• AIM OF THE EXERCISE
Omit every picture and output the rest of the records exactly as they are.

• EXCERPTED DATA
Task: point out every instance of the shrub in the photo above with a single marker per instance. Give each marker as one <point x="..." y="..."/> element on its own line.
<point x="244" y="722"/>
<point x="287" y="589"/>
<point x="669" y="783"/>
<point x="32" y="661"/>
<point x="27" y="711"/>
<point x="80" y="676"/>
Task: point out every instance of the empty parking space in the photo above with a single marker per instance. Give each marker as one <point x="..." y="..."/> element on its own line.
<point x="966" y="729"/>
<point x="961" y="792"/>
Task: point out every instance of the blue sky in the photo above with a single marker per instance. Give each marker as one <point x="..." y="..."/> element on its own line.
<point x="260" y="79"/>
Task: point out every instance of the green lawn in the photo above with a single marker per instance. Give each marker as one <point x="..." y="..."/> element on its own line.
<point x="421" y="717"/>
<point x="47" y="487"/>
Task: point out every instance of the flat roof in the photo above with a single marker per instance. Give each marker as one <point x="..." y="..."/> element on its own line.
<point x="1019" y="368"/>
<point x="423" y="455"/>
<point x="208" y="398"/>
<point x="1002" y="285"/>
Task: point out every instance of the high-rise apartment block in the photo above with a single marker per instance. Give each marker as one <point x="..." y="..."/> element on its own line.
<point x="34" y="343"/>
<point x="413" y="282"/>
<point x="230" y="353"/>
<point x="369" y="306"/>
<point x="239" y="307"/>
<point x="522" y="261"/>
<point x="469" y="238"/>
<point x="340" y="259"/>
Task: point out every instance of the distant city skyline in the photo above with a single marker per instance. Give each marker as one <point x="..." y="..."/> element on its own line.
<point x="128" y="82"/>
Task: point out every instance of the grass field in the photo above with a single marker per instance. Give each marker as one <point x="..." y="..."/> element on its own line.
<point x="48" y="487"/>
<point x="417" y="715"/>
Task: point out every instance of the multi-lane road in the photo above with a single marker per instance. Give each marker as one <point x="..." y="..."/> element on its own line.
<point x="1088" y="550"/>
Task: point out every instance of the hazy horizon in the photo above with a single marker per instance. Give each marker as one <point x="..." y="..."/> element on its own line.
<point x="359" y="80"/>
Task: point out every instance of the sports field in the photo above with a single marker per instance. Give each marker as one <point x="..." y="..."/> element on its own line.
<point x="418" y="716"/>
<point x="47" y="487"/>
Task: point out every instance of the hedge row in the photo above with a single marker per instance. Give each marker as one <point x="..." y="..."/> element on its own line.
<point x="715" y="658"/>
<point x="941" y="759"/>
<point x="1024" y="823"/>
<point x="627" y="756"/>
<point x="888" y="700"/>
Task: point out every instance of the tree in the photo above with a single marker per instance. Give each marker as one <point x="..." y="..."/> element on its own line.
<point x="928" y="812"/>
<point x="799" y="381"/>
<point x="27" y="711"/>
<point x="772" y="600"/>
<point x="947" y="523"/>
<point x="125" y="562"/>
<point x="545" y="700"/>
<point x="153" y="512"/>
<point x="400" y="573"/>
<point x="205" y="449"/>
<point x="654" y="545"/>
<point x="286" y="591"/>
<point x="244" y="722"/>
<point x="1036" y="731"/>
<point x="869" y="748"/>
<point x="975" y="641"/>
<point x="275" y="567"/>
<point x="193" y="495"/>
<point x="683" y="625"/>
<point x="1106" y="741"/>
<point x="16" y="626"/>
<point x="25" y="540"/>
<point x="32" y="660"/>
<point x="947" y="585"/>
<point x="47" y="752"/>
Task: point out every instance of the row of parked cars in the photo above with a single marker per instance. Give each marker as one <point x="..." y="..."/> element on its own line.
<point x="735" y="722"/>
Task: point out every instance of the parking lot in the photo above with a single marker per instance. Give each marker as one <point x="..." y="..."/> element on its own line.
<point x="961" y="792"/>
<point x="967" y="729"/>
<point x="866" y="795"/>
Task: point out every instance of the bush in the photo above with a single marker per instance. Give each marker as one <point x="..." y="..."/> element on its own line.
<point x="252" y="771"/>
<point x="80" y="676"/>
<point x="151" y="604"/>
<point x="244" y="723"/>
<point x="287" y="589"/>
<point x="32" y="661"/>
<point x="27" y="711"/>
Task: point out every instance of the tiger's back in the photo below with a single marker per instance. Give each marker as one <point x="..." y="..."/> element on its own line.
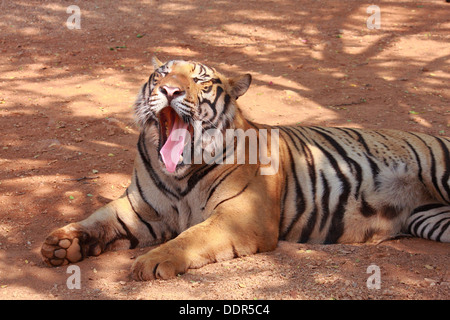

• TASK ANSWER
Task: point out every instance of the shrub in the photo above with a single marker per instance. Give each marker as one <point x="..." y="..."/> element on its own line.
<point x="244" y="722"/>
<point x="287" y="589"/>
<point x="669" y="783"/>
<point x="32" y="661"/>
<point x="27" y="711"/>
<point x="80" y="676"/>
Task: point out every instance of the empty parking space in the photo above with a single marker per instance. Give each marker as one <point x="..." y="..."/> element on its own line.
<point x="966" y="729"/>
<point x="961" y="792"/>
Task: point out every instance of the blue sky in the photo above with a single marker per instance. Give each marker as one <point x="..." y="..."/> element on its own line.
<point x="260" y="79"/>
Task: point out every instance of the green lawn in the photo above with a single marker per instance. Give each marker as one <point x="..." y="..."/> element on its own line.
<point x="421" y="717"/>
<point x="47" y="487"/>
Task: point out every instance of the flat roof in the photo above with a single marker per instance. Give each marker as one <point x="..." y="..."/> element on its own line.
<point x="1019" y="368"/>
<point x="423" y="455"/>
<point x="208" y="398"/>
<point x="1002" y="285"/>
Task: point out every instance of the high-rise apartment block in the photo above with a single marker per instance. Give each marker as one <point x="..." y="..."/> element on its own line.
<point x="34" y="343"/>
<point x="413" y="282"/>
<point x="230" y="353"/>
<point x="369" y="306"/>
<point x="239" y="307"/>
<point x="522" y="261"/>
<point x="469" y="238"/>
<point x="340" y="259"/>
Task: point out every instance of the distant city skyline in the photo above with a single marker per instance. Give each marker as one <point x="..." y="..."/> element on its own line.
<point x="128" y="82"/>
Task: point out every instance of the grass field in the photo above with a single marker per instance. Give each marker as one <point x="..." y="..."/> element on its own line.
<point x="48" y="487"/>
<point x="417" y="715"/>
Task: point out every instance of the multi-lane road in the photo above with a single marker per instance. Give each marker as one <point x="..." y="..."/> element on its own line.
<point x="1088" y="550"/>
Task: point out every instance of the hazy horizon in the photo above with a single marker per instance. Give each marker as one <point x="..." y="..."/> element on its own line.
<point x="359" y="80"/>
Task: point out every instance of the sports field in the photo above with a single marker per instance. Give each marker as one <point x="..." y="..."/> element on its own line.
<point x="418" y="716"/>
<point x="47" y="487"/>
Task: point out every instance of the hedge row in the photo above with a single marker per instance. Give each marker as one <point x="..." y="..."/> element on its own line.
<point x="715" y="658"/>
<point x="941" y="759"/>
<point x="1024" y="823"/>
<point x="627" y="756"/>
<point x="888" y="700"/>
Task: point out every instance of the tree in the photo above with a single marker per instance. Give each marker as one <point x="..." y="..."/> element on its own line.
<point x="928" y="812"/>
<point x="799" y="381"/>
<point x="27" y="711"/>
<point x="772" y="600"/>
<point x="947" y="523"/>
<point x="125" y="562"/>
<point x="545" y="700"/>
<point x="153" y="512"/>
<point x="400" y="573"/>
<point x="205" y="449"/>
<point x="654" y="545"/>
<point x="286" y="591"/>
<point x="244" y="722"/>
<point x="1036" y="731"/>
<point x="869" y="748"/>
<point x="975" y="641"/>
<point x="275" y="567"/>
<point x="193" y="495"/>
<point x="683" y="625"/>
<point x="1106" y="741"/>
<point x="16" y="626"/>
<point x="25" y="540"/>
<point x="32" y="660"/>
<point x="947" y="585"/>
<point x="47" y="752"/>
Task: point out every instance of the row of parked cars in the photo above with a single marker per instance. Give each marker as one <point x="..." y="..."/> element on its own line.
<point x="735" y="722"/>
Task: point out every instance of the parking lot in the photo above with a single marker per instance. Give each marker as one <point x="..." y="..."/> element on its own line.
<point x="961" y="792"/>
<point x="967" y="729"/>
<point x="866" y="795"/>
Task: point out every instance of the bush in the photo above with a single marker per instance. Give each marker as one <point x="..." y="..."/> element on its own line.
<point x="252" y="771"/>
<point x="80" y="676"/>
<point x="151" y="604"/>
<point x="244" y="723"/>
<point x="287" y="589"/>
<point x="32" y="661"/>
<point x="27" y="711"/>
Task: point out every instance of the tiger's back in the photo below with a single marker per instance. Give each marker as one <point x="..." y="..."/> element on its own line.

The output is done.